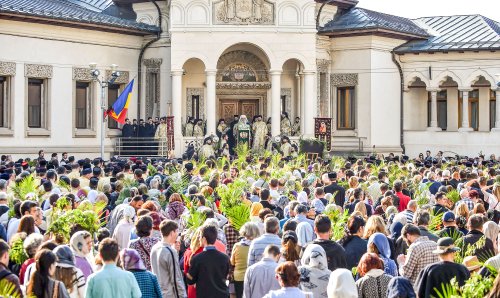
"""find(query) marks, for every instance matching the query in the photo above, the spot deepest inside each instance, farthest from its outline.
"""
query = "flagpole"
(103, 83)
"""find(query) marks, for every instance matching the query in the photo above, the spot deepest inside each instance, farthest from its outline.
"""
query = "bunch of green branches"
(17, 254)
(8, 289)
(87, 216)
(339, 222)
(24, 187)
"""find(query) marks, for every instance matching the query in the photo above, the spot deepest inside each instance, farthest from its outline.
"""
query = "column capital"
(177, 72)
(211, 72)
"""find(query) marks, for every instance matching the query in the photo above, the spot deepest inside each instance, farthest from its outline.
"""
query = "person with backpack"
(5, 274)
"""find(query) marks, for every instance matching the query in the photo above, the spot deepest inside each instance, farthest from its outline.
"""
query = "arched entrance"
(242, 82)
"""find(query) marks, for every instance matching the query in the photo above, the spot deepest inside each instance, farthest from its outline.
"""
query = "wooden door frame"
(240, 97)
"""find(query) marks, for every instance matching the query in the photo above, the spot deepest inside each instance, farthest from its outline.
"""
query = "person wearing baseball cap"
(449, 227)
(432, 279)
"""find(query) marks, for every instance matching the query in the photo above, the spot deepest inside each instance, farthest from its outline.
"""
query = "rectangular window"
(195, 106)
(113, 93)
(473, 109)
(442, 109)
(3, 101)
(493, 108)
(35, 100)
(346, 108)
(82, 105)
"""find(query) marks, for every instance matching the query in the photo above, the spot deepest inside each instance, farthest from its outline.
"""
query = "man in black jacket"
(482, 252)
(335, 254)
(335, 189)
(434, 277)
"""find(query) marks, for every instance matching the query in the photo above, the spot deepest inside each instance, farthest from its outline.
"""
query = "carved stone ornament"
(189, 101)
(7, 68)
(344, 79)
(82, 74)
(236, 63)
(287, 92)
(243, 12)
(243, 85)
(122, 79)
(323, 65)
(153, 64)
(38, 71)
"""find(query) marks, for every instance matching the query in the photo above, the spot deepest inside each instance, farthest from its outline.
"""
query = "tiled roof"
(64, 10)
(455, 33)
(97, 5)
(358, 19)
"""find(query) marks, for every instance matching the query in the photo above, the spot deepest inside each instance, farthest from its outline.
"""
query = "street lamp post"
(104, 83)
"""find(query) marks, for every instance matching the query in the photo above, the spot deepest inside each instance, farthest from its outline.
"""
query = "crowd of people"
(250, 226)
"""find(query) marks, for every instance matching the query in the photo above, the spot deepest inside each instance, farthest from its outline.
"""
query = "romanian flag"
(119, 109)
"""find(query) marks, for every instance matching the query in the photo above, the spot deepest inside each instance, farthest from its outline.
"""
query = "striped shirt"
(419, 256)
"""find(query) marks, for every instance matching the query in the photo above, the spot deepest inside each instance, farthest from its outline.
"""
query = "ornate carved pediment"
(241, 66)
(323, 65)
(243, 85)
(7, 68)
(153, 64)
(122, 79)
(38, 71)
(82, 74)
(243, 12)
(344, 79)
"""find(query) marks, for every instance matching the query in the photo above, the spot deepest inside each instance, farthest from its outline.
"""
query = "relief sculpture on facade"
(244, 12)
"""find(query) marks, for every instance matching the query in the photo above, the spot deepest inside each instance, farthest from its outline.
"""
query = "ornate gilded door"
(231, 107)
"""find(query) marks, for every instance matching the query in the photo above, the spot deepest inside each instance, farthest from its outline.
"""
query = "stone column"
(497, 112)
(275, 102)
(465, 110)
(310, 108)
(302, 104)
(177, 101)
(210, 105)
(434, 123)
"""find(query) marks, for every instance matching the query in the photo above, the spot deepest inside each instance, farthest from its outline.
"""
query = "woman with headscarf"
(195, 247)
(81, 244)
(379, 244)
(400, 287)
(67, 273)
(491, 231)
(148, 283)
(314, 272)
(373, 282)
(145, 243)
(175, 209)
(305, 233)
(42, 284)
(290, 250)
(341, 284)
(123, 230)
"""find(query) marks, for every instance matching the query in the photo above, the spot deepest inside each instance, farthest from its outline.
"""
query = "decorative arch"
(474, 76)
(295, 56)
(240, 39)
(242, 66)
(188, 56)
(411, 78)
(440, 78)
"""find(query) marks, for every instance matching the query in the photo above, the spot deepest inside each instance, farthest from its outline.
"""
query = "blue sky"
(421, 8)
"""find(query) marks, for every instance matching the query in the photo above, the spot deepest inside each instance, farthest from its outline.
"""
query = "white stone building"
(389, 84)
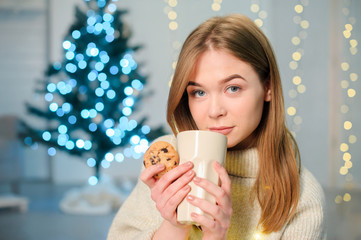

__Work request__
Would you return the whole listing above exactly as written, skipping any image?

__Task result__
"""find(query) marks, for every instance matching the query in the photo above, the spot deepest inside each instance, farthest from its outline.
"""
query = "flagpole"
(103, 83)
"""find(query) marks, for every instance matching the query in the photo above, the spot deepest inside each instance, farthest from its outline.
"""
query = "bunch of green branches"
(17, 254)
(8, 289)
(87, 216)
(339, 222)
(24, 187)
"""find(query) marks, for every instance matching the query in the photo above, the spot deepest inside each instance, farthest from its outline.
"""
query = "column capital"
(177, 72)
(211, 72)
"""find(query) marks, for every instance matching the query in the photo above, the spot deepest inside each instance, farthest from its outline.
"""
query = "person with backpack"
(5, 274)
"""find(query) marks, for every instance matching the query in the photo above, the spot deepest inside each instance, farthest from its outline.
"""
query = "arched entrance"
(242, 82)
"""find(query) marks, for every instance matching the query in the photo above, the spot deepest inside each instance, farthest from its outline.
"""
query = "wooden door frame"
(240, 97)
"""find(query) marks, for every instance matching the query in the photo above, the spot deepest inside each instance, farthest from its outline.
"""
query = "person wearing baseball cap"
(449, 227)
(432, 279)
"""find(query) marks, for every instance matching the query in the photo above, the spot deepest inside each instance, farthest from its outline.
"""
query = "rectangular window"
(195, 106)
(113, 93)
(473, 109)
(442, 109)
(3, 101)
(493, 108)
(35, 100)
(346, 108)
(82, 105)
"""find(query) marks, for every instance matching the query in the photo above, the spot deepest inside each instance, farthest from its outline.
"""
query = "man in black jacket"
(482, 252)
(335, 254)
(335, 189)
(434, 277)
"""find(query) marks, for every instance matching the query in the photo above, the spot deepest inside each instance, farthest from its outline.
"""
query = "carved stone ornament"
(189, 101)
(7, 68)
(344, 79)
(82, 74)
(236, 63)
(287, 92)
(243, 12)
(243, 85)
(122, 79)
(323, 65)
(153, 64)
(38, 71)
"""find(query) marks, for every instance matching the query in the photo above, the spot deepest inside each instance, farthest from its outline.
"""
query = "tiled roof"
(64, 10)
(455, 33)
(97, 5)
(358, 19)
"""find(query) marks, for every instance matching the query in the photo above, the spot deepest inside each instance, farthest from its outline.
"""
query = "street lamp post"
(104, 83)
"""find(query) marks, for every instance matching the query in the photo above, the spot deepest inside each instance, farthest from its outline.
"""
query = "crowd of people"
(250, 226)
"""find(query) marks, for every instance matching the query in the photo above, the spot deepest inside each instance, farthest from its outline.
"""
query = "romanian flag"
(119, 109)
"""find(query) marks, for every instance matching the query in the photo above, the spot deepest inside each instance, farthest from its outline.
"""
query = "striped shirt"
(419, 256)
"""find(query) marks, for every instance matching the query in the photo above, the spot deepest inside each instance, farthest from its outline.
"""
query = "ornate carved pediment"
(241, 66)
(323, 65)
(243, 85)
(7, 68)
(153, 64)
(122, 79)
(38, 71)
(82, 74)
(243, 12)
(344, 79)
"""find(query) marks, for every instance matching the query in the photo above, the spot deepest inside each instance, farthest from its outline.
"""
query = "relief sculpture on facade"
(244, 12)
"""find(query) marks, for every instance matching the query in the photo above, the spot deepest inside each instance, farthest from its outline.
"""
query = "ornate gilded door"
(231, 107)
"""find(query) marks, for every instance matching the query in the photo above, the spot deepest inside each instance, farthest from its outline.
"""
query = "stone column"
(497, 112)
(275, 102)
(465, 110)
(310, 108)
(302, 104)
(177, 101)
(210, 105)
(434, 123)
"""find(query) marks, for every instance matching the query in the photo above, the spot deepest inside each instance, farthest from its outline.
"""
query = "woman with headscarf"
(195, 247)
(81, 244)
(379, 244)
(400, 287)
(67, 273)
(491, 231)
(148, 283)
(314, 272)
(373, 282)
(145, 243)
(175, 209)
(305, 233)
(42, 284)
(290, 250)
(341, 284)
(123, 230)
"""find(query) marks, for every instance matching the query in the photo above, the spot deepest inside each instance, farthest from its outline.
"""
query = "decorative arch"
(474, 76)
(295, 56)
(240, 39)
(242, 66)
(188, 56)
(411, 78)
(440, 78)
"""find(query) marks, for every instance matching the query in the photo above, the spot deepest inside each instance, farthest from its outline.
"""
query = "blue sky"
(421, 8)
"""find(query) marks, for every instance matching the query in the photo above, the spot deepest inside each instance, farthest from its outline.
"""
query = "white stone building"
(389, 84)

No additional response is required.